>>>

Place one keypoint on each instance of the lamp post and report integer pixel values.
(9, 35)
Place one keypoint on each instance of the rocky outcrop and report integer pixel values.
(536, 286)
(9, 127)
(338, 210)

<<<

What you are asked to do
Reproduce all of the rows above word for word, keeping their order.

Output for this exercise
Place one keypoint on each instance of the lamp post and report integer pixel values.
(9, 35)
Place one keypoint on each instance of the rocky outcrop and report integer pixel values.
(536, 286)
(9, 127)
(338, 210)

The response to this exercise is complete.